WHAT IS NEEDED
Set down every entry again word for word, please, but skip the pictures.

--- RECORD EXTRACTS ---

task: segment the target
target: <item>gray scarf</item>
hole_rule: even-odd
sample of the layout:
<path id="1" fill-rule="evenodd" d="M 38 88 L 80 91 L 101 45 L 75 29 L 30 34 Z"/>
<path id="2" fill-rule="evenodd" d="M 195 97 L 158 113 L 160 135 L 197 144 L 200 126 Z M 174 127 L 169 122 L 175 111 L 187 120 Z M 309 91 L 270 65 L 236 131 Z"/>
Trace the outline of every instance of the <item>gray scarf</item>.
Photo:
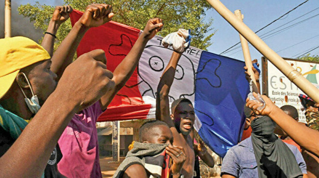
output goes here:
<path id="1" fill-rule="evenodd" d="M 165 160 L 165 148 L 168 144 L 134 142 L 134 147 L 128 152 L 113 178 L 120 178 L 126 169 L 134 164 L 143 166 L 150 178 L 160 178 Z"/>
<path id="2" fill-rule="evenodd" d="M 275 126 L 268 116 L 259 116 L 251 122 L 251 140 L 259 177 L 302 178 L 295 155 L 274 133 Z"/>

---

EXERCISE OUTPUT
task: segment the target
target: <item>gray scarf</item>
hole_rule: even-odd
sample of the layout:
<path id="1" fill-rule="evenodd" d="M 38 88 L 80 91 L 101 45 L 75 29 L 30 34 Z"/>
<path id="2" fill-rule="evenodd" d="M 195 97 L 158 113 L 160 135 L 197 144 L 200 126 Z M 174 127 L 169 122 L 175 111 L 187 120 Z M 309 91 L 270 65 L 236 131 Z"/>
Trace the outline of every instance of the <item>gray scarf</item>.
Photo:
output goes here:
<path id="1" fill-rule="evenodd" d="M 165 160 L 165 148 L 168 144 L 134 142 L 134 147 L 128 152 L 113 178 L 120 178 L 126 169 L 134 164 L 143 166 L 150 178 L 160 178 Z"/>
<path id="2" fill-rule="evenodd" d="M 275 126 L 268 116 L 259 116 L 251 122 L 251 140 L 259 177 L 302 178 L 295 155 L 274 133 Z"/>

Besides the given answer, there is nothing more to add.